The needed output is the run of lines below from the one containing "Report the position of each instance of the fence" through the one containing "Report the position of each instance of the utility", copied exactly and free of pictures.
*** Opening of Data ***
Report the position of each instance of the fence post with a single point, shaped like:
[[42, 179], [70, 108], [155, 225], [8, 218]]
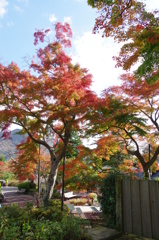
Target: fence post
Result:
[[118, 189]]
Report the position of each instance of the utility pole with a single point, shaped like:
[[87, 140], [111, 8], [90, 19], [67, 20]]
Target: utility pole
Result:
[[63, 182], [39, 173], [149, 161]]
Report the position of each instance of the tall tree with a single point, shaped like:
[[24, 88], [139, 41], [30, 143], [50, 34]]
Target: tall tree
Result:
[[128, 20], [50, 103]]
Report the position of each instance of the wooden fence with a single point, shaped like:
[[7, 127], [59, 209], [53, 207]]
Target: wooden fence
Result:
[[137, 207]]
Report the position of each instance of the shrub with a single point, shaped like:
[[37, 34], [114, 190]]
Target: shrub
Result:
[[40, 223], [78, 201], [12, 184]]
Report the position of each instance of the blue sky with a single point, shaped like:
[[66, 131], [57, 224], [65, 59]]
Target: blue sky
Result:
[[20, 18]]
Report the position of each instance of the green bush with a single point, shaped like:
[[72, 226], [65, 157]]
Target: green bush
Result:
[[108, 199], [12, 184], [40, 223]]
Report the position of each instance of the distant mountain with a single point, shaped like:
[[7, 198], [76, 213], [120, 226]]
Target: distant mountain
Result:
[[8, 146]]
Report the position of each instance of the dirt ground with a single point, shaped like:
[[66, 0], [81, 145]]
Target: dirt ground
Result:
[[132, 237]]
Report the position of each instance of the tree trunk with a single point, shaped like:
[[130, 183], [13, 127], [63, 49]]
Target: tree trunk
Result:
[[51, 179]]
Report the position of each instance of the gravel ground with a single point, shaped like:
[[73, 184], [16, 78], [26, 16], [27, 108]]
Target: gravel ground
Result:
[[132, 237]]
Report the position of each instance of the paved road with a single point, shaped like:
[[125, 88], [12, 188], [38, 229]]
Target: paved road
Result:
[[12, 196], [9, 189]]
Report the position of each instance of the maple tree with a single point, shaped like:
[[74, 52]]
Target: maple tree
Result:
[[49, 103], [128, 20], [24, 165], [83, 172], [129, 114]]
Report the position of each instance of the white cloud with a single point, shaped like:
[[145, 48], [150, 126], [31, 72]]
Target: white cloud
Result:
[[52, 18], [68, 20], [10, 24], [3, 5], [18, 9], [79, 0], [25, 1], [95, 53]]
*** Close of Data ***
*** Opening of Data ***
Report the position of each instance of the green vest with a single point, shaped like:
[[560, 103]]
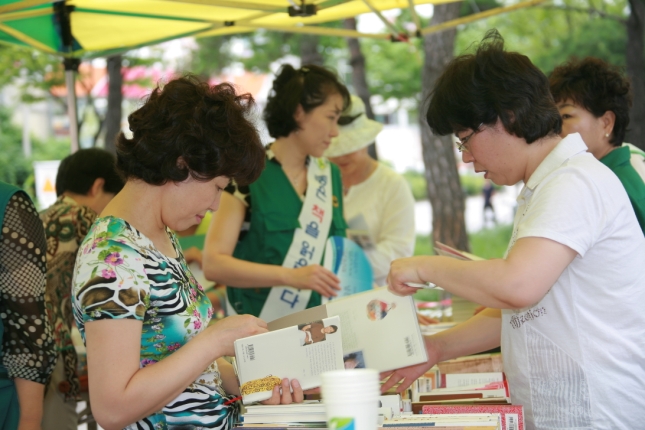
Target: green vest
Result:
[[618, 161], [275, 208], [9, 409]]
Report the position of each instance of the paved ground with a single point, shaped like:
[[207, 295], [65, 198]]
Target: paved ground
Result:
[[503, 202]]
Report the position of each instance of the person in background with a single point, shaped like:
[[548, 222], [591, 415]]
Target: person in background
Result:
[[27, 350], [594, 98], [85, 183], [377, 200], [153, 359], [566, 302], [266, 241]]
*** Close of Data ***
*** Opening of Data ***
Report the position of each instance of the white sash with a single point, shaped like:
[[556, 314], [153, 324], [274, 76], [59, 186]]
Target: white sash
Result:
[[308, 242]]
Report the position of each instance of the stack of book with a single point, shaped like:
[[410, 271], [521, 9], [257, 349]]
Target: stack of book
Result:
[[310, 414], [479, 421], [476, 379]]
*** Close of Data ***
Solution below:
Report the position of each instance of the fence post with a single point, shaped like:
[[42, 179], [70, 108], [155, 225], [8, 218]]
Target: fence post
Result:
[[118, 189]]
Report the position of each instance of the utility pole with a single point, shaped like:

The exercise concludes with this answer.